* Supplied entries:
============

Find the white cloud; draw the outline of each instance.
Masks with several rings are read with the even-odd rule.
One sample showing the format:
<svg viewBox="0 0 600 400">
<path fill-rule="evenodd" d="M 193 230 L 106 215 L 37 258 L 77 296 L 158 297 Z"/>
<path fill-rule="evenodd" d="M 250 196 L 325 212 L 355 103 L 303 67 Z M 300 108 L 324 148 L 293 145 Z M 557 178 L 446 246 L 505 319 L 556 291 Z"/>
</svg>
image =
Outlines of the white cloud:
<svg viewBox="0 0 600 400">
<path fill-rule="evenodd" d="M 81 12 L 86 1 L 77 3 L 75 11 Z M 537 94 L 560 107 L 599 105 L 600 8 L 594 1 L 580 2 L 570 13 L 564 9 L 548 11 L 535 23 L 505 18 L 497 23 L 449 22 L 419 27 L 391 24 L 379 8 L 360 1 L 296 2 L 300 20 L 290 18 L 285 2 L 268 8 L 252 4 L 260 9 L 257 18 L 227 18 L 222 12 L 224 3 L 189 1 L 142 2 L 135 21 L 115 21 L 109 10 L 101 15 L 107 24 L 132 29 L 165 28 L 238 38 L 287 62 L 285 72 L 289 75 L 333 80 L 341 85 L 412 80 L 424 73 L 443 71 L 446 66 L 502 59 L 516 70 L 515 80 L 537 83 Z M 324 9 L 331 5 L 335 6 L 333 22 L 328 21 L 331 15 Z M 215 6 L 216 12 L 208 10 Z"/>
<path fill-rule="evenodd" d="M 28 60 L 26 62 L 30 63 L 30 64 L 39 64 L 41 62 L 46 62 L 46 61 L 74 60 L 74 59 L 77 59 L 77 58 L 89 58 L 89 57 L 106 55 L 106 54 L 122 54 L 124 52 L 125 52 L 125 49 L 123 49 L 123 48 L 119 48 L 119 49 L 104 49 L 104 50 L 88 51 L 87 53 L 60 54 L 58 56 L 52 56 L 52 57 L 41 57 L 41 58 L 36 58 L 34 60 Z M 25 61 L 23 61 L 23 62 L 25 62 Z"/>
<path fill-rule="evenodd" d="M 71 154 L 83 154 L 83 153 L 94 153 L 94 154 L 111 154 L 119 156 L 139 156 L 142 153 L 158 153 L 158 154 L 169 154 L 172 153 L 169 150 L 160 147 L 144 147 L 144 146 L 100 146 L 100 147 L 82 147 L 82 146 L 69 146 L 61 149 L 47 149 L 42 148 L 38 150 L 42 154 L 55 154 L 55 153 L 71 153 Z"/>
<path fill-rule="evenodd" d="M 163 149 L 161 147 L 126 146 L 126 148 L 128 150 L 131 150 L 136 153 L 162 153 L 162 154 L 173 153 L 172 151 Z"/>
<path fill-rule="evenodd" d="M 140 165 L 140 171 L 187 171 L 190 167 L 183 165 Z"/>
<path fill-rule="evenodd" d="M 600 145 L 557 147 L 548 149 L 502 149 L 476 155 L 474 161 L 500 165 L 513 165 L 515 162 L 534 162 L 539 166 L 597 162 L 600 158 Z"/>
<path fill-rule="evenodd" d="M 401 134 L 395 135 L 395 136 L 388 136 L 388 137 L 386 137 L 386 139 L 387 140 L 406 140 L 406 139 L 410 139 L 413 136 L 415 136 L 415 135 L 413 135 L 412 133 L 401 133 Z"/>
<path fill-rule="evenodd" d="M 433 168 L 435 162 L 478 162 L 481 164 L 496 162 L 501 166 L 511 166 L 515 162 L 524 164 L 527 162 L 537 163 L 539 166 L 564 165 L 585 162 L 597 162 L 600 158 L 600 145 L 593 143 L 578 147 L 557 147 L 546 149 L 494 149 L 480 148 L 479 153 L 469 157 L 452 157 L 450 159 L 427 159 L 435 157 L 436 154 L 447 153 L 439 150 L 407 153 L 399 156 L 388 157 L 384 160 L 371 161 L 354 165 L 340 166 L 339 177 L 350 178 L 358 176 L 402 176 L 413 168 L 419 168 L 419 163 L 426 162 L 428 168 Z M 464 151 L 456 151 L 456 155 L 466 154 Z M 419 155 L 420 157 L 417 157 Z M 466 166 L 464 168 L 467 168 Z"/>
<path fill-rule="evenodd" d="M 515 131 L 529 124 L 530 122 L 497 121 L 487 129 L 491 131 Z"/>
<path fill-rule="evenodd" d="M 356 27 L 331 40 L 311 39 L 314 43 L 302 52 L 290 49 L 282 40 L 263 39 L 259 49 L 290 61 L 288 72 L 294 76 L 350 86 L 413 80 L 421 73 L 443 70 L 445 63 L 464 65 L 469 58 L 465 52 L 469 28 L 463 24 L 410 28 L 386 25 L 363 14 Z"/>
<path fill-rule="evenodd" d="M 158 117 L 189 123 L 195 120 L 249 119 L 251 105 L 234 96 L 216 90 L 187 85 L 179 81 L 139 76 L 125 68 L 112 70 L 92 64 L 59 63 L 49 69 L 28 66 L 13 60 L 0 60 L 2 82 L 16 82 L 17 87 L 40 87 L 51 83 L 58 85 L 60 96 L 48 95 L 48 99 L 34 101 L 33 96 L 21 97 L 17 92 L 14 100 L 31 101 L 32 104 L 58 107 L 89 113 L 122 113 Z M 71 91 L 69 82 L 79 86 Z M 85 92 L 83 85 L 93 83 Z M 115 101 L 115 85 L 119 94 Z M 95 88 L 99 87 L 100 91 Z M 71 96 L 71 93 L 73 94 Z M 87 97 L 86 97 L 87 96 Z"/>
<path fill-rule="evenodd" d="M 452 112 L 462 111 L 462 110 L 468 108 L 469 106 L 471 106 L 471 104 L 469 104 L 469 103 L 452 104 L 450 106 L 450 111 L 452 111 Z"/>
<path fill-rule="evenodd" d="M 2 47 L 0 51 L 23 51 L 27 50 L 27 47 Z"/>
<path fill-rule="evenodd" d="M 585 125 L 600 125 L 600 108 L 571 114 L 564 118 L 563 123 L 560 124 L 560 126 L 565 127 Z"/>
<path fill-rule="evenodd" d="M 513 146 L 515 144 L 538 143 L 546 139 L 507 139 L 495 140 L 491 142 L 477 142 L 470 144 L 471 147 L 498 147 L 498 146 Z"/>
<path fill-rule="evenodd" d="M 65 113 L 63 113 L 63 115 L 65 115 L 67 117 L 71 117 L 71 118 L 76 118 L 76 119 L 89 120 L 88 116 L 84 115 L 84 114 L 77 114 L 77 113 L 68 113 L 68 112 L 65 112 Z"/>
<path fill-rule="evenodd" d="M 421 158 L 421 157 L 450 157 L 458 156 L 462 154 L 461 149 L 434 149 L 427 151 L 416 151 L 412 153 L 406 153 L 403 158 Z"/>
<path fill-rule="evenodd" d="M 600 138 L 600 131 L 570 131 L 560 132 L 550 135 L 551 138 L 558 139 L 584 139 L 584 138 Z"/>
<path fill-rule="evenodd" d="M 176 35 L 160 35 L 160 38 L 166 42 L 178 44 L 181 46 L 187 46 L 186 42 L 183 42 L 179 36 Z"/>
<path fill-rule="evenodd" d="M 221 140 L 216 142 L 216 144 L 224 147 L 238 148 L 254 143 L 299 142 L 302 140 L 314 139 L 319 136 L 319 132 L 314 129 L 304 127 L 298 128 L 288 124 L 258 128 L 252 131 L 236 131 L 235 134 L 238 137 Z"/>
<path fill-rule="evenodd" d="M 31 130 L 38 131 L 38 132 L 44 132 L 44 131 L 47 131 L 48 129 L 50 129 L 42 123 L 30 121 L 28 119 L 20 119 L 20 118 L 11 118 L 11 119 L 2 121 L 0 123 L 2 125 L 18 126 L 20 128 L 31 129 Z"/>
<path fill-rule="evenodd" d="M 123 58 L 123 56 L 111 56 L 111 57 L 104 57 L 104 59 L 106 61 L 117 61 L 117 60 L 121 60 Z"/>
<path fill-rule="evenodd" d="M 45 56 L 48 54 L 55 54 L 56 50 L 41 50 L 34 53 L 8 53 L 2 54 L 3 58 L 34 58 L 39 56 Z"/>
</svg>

============

* Description of the task:
Every line above that holds the word "cloud" needs to be copied.

* Output for this exercise:
Find the white cloud; draw the outline of each instance.
Outlines of the white cloud:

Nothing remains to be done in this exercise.